With its brick facade and colorful hallways, Kirkwood Family Medicine isn’t what Ava Mosley was used to when taking her four children to a Grady Health System clinic.
She doesn’t have to park far away and trek up a hill with her 5-year-old son to get there. It’s smaller and less noisy than the aging clinic it replaced.
“[It’s] a whole lot nicer,” she said.
The new facility is key in a larger effort by Grady -- which runs the state’s largest safety net hospital -- to transform its image from a place that treats only uninsured patients and trauma victims into a go-to option for primary care. It's also part of a trend aimed at lowering costs by better coordinating patient care.
Patients make appointments instead of just walking in; nurses call individuals after visits to follow up. Expanded services, including X-rays and an attached pharmacy, save people from having to drive to another location.
Designed like a private doctor’s office, the center is part of a major, new push to attract insured patients, who may not typically visit one of its clinics. Grady spends more than $200 million each year caring for the poor and uninsured.
“Once you get a patient into our system, they realize many of the perceptions were untrue,” said spokesman Matt Gove.
It also reflects a larger attempt nationwide to curb rising health care costs by better coordinating care and diagnosing diseases early -- keeping patients healthier and reducing costly emergency room visits and avoidable hospitalizations.
The patient-centered medical home concept emphasizes preventive care and better communication between primary care doctors and specialists. The new health care law has helped fuel the trend by encouraging the idea of paying providers based on overall quality of care, versus a fee for every test or procedure.
Safety net hospitals across the country are moving toward a patient-focused model, said Dr. Bruce Siegel, CEO of the National Association of Public Hospitals and Health Systems. Health care is increasingly expensive, in part, because it’s become so fragmented with people bouncing between clinics and doctors, Siegel said.

**Extracted entries:**
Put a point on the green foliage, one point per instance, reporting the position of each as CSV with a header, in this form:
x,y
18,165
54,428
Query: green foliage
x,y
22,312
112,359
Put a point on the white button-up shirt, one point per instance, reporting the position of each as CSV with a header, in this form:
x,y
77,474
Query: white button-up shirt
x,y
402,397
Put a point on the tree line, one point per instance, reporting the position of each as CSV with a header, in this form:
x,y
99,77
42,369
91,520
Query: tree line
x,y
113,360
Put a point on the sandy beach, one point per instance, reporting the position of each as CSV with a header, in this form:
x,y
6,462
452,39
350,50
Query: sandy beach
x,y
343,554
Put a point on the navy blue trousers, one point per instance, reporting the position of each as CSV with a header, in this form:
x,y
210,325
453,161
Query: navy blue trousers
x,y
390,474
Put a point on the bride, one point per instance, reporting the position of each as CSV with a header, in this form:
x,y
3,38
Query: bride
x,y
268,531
==
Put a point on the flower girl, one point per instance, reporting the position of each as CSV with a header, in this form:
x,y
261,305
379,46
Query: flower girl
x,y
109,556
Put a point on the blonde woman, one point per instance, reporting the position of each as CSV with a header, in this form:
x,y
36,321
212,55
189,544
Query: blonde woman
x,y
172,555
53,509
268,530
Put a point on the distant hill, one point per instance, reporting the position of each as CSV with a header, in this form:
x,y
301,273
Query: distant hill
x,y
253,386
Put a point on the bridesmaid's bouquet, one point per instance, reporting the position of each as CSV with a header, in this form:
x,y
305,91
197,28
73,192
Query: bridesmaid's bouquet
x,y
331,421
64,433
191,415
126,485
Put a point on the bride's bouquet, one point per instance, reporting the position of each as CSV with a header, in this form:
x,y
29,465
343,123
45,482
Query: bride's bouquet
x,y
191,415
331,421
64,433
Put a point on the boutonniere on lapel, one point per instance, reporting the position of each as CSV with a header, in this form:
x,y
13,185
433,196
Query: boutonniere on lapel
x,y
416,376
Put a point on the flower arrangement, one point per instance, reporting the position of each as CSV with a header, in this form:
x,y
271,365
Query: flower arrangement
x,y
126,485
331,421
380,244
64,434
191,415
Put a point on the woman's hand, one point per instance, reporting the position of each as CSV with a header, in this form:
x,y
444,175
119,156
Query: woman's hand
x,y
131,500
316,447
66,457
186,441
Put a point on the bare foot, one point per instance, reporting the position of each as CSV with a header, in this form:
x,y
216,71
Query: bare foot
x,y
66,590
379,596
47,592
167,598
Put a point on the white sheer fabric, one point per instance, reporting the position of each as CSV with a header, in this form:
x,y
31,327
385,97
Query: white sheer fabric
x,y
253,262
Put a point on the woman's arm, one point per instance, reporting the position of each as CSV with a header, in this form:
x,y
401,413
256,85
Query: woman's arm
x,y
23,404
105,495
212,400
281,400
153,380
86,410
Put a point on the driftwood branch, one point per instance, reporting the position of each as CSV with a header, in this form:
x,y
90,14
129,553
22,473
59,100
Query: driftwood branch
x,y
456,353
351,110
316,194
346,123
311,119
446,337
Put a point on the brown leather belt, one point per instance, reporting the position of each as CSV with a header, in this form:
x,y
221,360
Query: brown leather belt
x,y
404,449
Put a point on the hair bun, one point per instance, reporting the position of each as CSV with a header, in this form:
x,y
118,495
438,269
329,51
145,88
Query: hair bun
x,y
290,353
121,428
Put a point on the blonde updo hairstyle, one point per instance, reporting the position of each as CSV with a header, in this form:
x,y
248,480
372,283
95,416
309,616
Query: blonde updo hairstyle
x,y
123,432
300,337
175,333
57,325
--
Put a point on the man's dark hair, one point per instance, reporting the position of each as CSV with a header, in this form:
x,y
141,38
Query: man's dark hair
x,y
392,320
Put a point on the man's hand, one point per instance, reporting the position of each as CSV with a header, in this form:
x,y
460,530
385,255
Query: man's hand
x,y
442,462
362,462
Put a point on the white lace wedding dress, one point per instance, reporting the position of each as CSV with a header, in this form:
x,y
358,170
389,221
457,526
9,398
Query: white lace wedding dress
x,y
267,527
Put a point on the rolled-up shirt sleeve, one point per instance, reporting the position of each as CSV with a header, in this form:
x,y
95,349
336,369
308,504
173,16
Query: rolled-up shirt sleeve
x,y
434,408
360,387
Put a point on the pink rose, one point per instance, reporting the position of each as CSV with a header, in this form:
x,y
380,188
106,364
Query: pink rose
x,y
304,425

**Exercise details:** According to the article on Kirkwood Family Medicine, how much does Grady spend each year caring for the poor and uninsured? The entries are drawn from a source separate from the article.

**Output for this task:** More than $200 million.